§ DO THIS: Please recast every line of the data below as a Markdown table with two columns, Row and Line, numbering the rows in order and leaving out blank lines.

§ TASK MATERIAL:
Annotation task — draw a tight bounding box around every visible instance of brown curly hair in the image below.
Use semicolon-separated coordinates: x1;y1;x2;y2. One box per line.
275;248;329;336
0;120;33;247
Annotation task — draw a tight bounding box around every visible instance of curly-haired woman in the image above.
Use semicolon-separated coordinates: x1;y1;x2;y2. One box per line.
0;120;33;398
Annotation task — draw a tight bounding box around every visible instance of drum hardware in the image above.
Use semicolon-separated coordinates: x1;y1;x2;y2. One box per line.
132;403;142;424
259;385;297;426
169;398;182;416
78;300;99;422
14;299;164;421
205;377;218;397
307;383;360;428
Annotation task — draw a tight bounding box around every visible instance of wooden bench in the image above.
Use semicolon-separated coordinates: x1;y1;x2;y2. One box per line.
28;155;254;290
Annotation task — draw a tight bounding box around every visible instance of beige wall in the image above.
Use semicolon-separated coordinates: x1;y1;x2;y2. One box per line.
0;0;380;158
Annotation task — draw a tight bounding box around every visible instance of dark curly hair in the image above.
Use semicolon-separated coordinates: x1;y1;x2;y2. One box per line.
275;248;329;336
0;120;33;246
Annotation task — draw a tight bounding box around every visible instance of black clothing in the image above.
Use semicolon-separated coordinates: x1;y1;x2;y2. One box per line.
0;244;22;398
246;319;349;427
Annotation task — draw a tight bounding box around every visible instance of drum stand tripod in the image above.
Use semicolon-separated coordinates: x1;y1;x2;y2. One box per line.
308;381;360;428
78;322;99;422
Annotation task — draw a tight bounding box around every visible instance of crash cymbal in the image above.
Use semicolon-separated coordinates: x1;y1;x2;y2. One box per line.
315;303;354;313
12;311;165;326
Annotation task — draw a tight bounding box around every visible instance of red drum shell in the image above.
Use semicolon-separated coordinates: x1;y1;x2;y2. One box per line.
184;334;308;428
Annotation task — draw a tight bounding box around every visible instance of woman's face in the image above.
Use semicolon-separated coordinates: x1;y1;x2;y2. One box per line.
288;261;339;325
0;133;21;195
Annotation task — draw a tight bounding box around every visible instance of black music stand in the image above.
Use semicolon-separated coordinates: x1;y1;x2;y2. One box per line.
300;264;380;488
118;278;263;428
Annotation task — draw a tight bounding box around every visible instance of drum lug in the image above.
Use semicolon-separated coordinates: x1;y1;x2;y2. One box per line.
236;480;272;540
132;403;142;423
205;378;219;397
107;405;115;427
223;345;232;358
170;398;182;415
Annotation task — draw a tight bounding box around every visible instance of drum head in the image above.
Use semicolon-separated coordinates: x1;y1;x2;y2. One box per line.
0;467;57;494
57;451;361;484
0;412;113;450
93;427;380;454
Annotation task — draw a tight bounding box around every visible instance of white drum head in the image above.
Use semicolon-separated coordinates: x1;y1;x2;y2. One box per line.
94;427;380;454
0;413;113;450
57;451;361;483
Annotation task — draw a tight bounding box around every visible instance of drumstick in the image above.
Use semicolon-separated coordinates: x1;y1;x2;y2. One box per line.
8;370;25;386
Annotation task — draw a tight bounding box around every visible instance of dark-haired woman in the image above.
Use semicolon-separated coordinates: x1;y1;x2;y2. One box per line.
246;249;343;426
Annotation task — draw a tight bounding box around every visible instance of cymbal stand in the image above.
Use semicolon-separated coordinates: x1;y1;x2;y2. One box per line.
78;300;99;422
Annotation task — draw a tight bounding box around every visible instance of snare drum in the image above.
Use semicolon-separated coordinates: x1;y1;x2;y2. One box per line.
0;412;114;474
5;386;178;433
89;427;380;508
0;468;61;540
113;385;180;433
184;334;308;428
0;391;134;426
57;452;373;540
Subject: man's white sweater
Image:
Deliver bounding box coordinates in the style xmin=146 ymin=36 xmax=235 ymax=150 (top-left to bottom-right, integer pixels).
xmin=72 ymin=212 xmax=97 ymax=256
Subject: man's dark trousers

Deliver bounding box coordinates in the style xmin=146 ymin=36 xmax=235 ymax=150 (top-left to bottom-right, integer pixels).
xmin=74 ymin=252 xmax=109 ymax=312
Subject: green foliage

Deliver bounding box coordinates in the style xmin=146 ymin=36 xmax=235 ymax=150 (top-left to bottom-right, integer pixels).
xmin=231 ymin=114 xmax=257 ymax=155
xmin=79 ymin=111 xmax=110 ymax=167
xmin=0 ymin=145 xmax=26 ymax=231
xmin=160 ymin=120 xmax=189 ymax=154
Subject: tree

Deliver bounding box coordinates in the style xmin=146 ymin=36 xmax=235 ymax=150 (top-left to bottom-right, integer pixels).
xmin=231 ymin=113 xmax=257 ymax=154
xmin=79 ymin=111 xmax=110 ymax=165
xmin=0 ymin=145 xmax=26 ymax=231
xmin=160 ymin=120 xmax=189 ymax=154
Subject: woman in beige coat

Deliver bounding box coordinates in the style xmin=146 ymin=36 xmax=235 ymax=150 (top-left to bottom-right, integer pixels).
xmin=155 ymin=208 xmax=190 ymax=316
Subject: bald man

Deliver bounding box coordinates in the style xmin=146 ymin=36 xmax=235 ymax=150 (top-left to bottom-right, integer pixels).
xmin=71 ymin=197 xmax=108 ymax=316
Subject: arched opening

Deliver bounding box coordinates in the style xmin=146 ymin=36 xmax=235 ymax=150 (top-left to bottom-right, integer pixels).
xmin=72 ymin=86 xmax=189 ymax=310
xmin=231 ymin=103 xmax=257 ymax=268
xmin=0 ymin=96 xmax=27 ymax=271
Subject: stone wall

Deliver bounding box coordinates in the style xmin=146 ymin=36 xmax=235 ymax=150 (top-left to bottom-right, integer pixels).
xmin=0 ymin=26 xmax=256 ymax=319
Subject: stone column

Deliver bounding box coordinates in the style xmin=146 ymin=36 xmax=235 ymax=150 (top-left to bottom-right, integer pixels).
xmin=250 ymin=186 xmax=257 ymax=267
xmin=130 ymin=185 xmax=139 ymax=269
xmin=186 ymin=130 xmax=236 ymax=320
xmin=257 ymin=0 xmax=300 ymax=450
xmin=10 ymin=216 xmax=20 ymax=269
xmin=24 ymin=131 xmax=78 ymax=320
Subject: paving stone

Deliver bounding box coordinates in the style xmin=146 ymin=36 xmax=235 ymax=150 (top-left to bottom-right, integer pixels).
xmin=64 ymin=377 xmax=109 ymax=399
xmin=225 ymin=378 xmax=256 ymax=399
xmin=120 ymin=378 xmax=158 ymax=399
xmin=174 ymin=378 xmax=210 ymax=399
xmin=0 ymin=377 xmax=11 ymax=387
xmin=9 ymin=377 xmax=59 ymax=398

§ RESPONSE TO THIS EXERCISE:
| Row | Line |
|---|---|
| 1 | Annotation task — draw a tight bounding box around every visible instance of brown curly hair in the image below. |
| 2 | Use semicolon-separated coordinates: x1;y1;x2;y2. One box per line. |
| 3 | 275;248;329;336 |
| 4 | 0;120;33;247 |
| 5 | Annotation task — draw a tight bounding box around every visible instance of curly-haired woman in the image above. |
| 6 | Use semicolon-separated coordinates: x1;y1;x2;y2. One box per line. |
| 7 | 0;120;33;398 |
| 8 | Annotation task — draw a tight bounding box around every visible instance of drum hardware in the image above. |
| 9 | Use semicolon-separated coordinates: x1;y1;x2;y2. One box per line. |
| 10 | 132;403;142;424 |
| 11 | 259;385;297;426 |
| 12 | 169;398;182;416 |
| 13 | 78;300;99;422 |
| 14 | 14;299;164;421 |
| 15 | 205;377;218;397 |
| 16 | 307;383;360;428 |
| 17 | Annotation task — draw a tight bounding box around every visible instance of wooden bench in the image above. |
| 18 | Use semicolon-separated coordinates: x1;y1;x2;y2. One box per line. |
| 19 | 28;155;254;290 |
| 20 | Annotation task — draw a tight bounding box around every visible instance of beige wall in the image above. |
| 21 | Use semicolon-separated coordinates: x1;y1;x2;y2. One box per line. |
| 22 | 0;0;380;158 |
| 23 | Annotation task — draw a tight bounding box around every visible instance of dark curly hair in the image above. |
| 24 | Use semicolon-separated coordinates: x1;y1;x2;y2. One box per line. |
| 25 | 275;248;329;336 |
| 26 | 0;120;33;246 |
| 27 | Annotation task — draw a tight bounding box around every visible instance of black clothing in the image above. |
| 28 | Use semicolon-separated coordinates: x1;y1;x2;y2. One box per line. |
| 29 | 0;244;22;398 |
| 30 | 246;319;349;427 |
| 31 | Annotation task — draw a tight bounding box around every visible instance of drum stand tripod in the image above. |
| 32 | Use semicolon-separated coordinates: x1;y1;x2;y2. One box per line. |
| 33 | 308;381;360;428 |
| 34 | 78;322;99;422 |
| 35 | Annotation task — draw a tight bounding box around every visible instance of crash cymbal in the image above. |
| 36 | Use semicolon-separated coordinates: x1;y1;x2;y2. One box per line. |
| 37 | 315;303;354;313 |
| 38 | 12;311;165;326 |
| 39 | Annotation task — draw a tight bounding box around every visible instance of red drum shell in the image above. |
| 40 | Use semicolon-separated coordinates: x1;y1;x2;y2. One box per line. |
| 41 | 184;334;308;428 |
| 42 | Annotation task — draw a tight bounding box around every visible instance of woman's face in the image above. |
| 43 | Use semicolon-separated coordinates: x1;y1;x2;y2. One box per line. |
| 44 | 288;261;339;325 |
| 45 | 0;133;21;195 |
| 46 | Annotation task — draw a tight bounding box around every visible instance of black music stand in the image above. |
| 47 | Use semicolon-separated coordinates: x1;y1;x2;y2. One box per line. |
| 48 | 300;264;380;488 |
| 49 | 118;278;263;428 |
| 50 | Annotation task — draw a tight bounding box around every visible instance of drum lug in the image above. |
| 51 | Use semicolon-separated coordinates: x1;y1;x2;y2. One box per line. |
| 52 | 236;480;272;540 |
| 53 | 132;403;142;423 |
| 54 | 205;378;219;397 |
| 55 | 107;405;115;427 |
| 56 | 223;345;232;358 |
| 57 | 170;398;182;415 |
| 58 | Annotation task — draw a tight bounding box around every visible instance of drum head in the image above. |
| 59 | Use semicolon-separated coordinates: x1;y1;x2;y2. One box per line. |
| 60 | 0;467;57;494 |
| 61 | 57;451;361;484 |
| 62 | 0;412;113;450 |
| 63 | 93;427;380;454 |
| 64 | Annotation task — draw a tight bounding box around every visible instance of white drum head in the image above. |
| 65 | Use semicolon-separated coordinates: x1;y1;x2;y2. One box per line. |
| 66 | 94;427;380;454 |
| 67 | 0;413;113;450 |
| 68 | 57;451;361;483 |
| 69 | Annotation task — draw a tight bounding box around every visible instance of drumstick in the image above. |
| 70 | Use semicolon-separated coordinates: x1;y1;x2;y2. One box per line. |
| 71 | 8;370;25;386 |
| 72 | Annotation task — draw a tight bounding box around every visible instance of dark-haired woman in the image above. |
| 73 | Use semicolon-separated coordinates: x1;y1;x2;y2. One box per line. |
| 74 | 246;249;343;426 |
| 75 | Annotation task — draw a tight bounding box around every visible instance of cymbal stand in the image above. |
| 76 | Use semicolon-separated coordinates: x1;y1;x2;y2. One box per line. |
| 77 | 78;300;99;422 |
| 78 | Annotation task — draw a tight bounding box around every visible instance of snare drum in the image above. |
| 79 | Use semicolon-separated coordinates: x1;y1;x2;y2. One box per line. |
| 80 | 0;412;114;474 |
| 81 | 5;386;178;433 |
| 82 | 89;427;380;508 |
| 83 | 0;468;61;540 |
| 84 | 113;385;180;433 |
| 85 | 184;334;308;428 |
| 86 | 0;391;134;426 |
| 87 | 57;452;373;540 |
| 88 | Subject: man's white sweater |
| 89 | Image: |
| 90 | Deliver bounding box coordinates in the style xmin=146 ymin=36 xmax=235 ymax=150 (top-left to bottom-right, integer pixels). |
| 91 | xmin=72 ymin=212 xmax=97 ymax=256 |
| 92 | Subject: man's dark trousers |
| 93 | Deliver bounding box coordinates in the style xmin=146 ymin=36 xmax=235 ymax=150 (top-left to bottom-right, integer pixels). |
| 94 | xmin=74 ymin=252 xmax=109 ymax=312 |
| 95 | Subject: green foliage |
| 96 | Deliver bounding box coordinates in the style xmin=146 ymin=36 xmax=235 ymax=150 (top-left to bottom-right, integer pixels). |
| 97 | xmin=231 ymin=114 xmax=257 ymax=155 |
| 98 | xmin=79 ymin=111 xmax=110 ymax=167 |
| 99 | xmin=0 ymin=145 xmax=26 ymax=231 |
| 100 | xmin=160 ymin=120 xmax=189 ymax=154 |
| 101 | Subject: tree |
| 102 | Deliver bounding box coordinates in the style xmin=146 ymin=36 xmax=235 ymax=150 (top-left to bottom-right, integer pixels). |
| 103 | xmin=231 ymin=113 xmax=257 ymax=154 |
| 104 | xmin=79 ymin=111 xmax=110 ymax=165 |
| 105 | xmin=0 ymin=145 xmax=26 ymax=231 |
| 106 | xmin=160 ymin=120 xmax=189 ymax=154 |
| 107 | Subject: woman in beige coat |
| 108 | Deliver bounding box coordinates in the style xmin=146 ymin=36 xmax=235 ymax=150 (top-left to bottom-right, integer pixels). |
| 109 | xmin=155 ymin=208 xmax=190 ymax=316 |
| 110 | Subject: bald man |
| 111 | Deliver bounding box coordinates in the style xmin=146 ymin=36 xmax=235 ymax=150 (top-left to bottom-right, integer pixels). |
| 112 | xmin=71 ymin=197 xmax=108 ymax=316 |
| 113 | Subject: arched opening |
| 114 | Deliver bounding box coordinates in the style xmin=146 ymin=36 xmax=235 ymax=150 (top-left to bottom-right, integer pixels). |
| 115 | xmin=72 ymin=86 xmax=189 ymax=310 |
| 116 | xmin=231 ymin=103 xmax=257 ymax=268 |
| 117 | xmin=0 ymin=96 xmax=27 ymax=271 |
| 118 | Subject: stone wall |
| 119 | Deliver bounding box coordinates in the style xmin=146 ymin=36 xmax=235 ymax=150 (top-left to bottom-right, integer pixels). |
| 120 | xmin=0 ymin=26 xmax=256 ymax=319 |
| 121 | Subject: stone column |
| 122 | Deliver bounding box coordinates in the style xmin=146 ymin=36 xmax=235 ymax=150 (top-left to bottom-right, integer pixels). |
| 123 | xmin=250 ymin=186 xmax=257 ymax=267 |
| 124 | xmin=130 ymin=185 xmax=139 ymax=269 |
| 125 | xmin=186 ymin=130 xmax=236 ymax=320 |
| 126 | xmin=257 ymin=0 xmax=300 ymax=450 |
| 127 | xmin=10 ymin=216 xmax=20 ymax=269 |
| 128 | xmin=24 ymin=131 xmax=78 ymax=320 |
| 129 | Subject: paving stone |
| 130 | Deliver bounding box coordinates in the style xmin=146 ymin=36 xmax=235 ymax=150 (top-left to bottom-right, integer pixels). |
| 131 | xmin=64 ymin=377 xmax=109 ymax=399 |
| 132 | xmin=225 ymin=378 xmax=256 ymax=399 |
| 133 | xmin=120 ymin=378 xmax=158 ymax=399 |
| 134 | xmin=174 ymin=378 xmax=210 ymax=399 |
| 135 | xmin=0 ymin=377 xmax=11 ymax=387 |
| 136 | xmin=9 ymin=377 xmax=59 ymax=398 |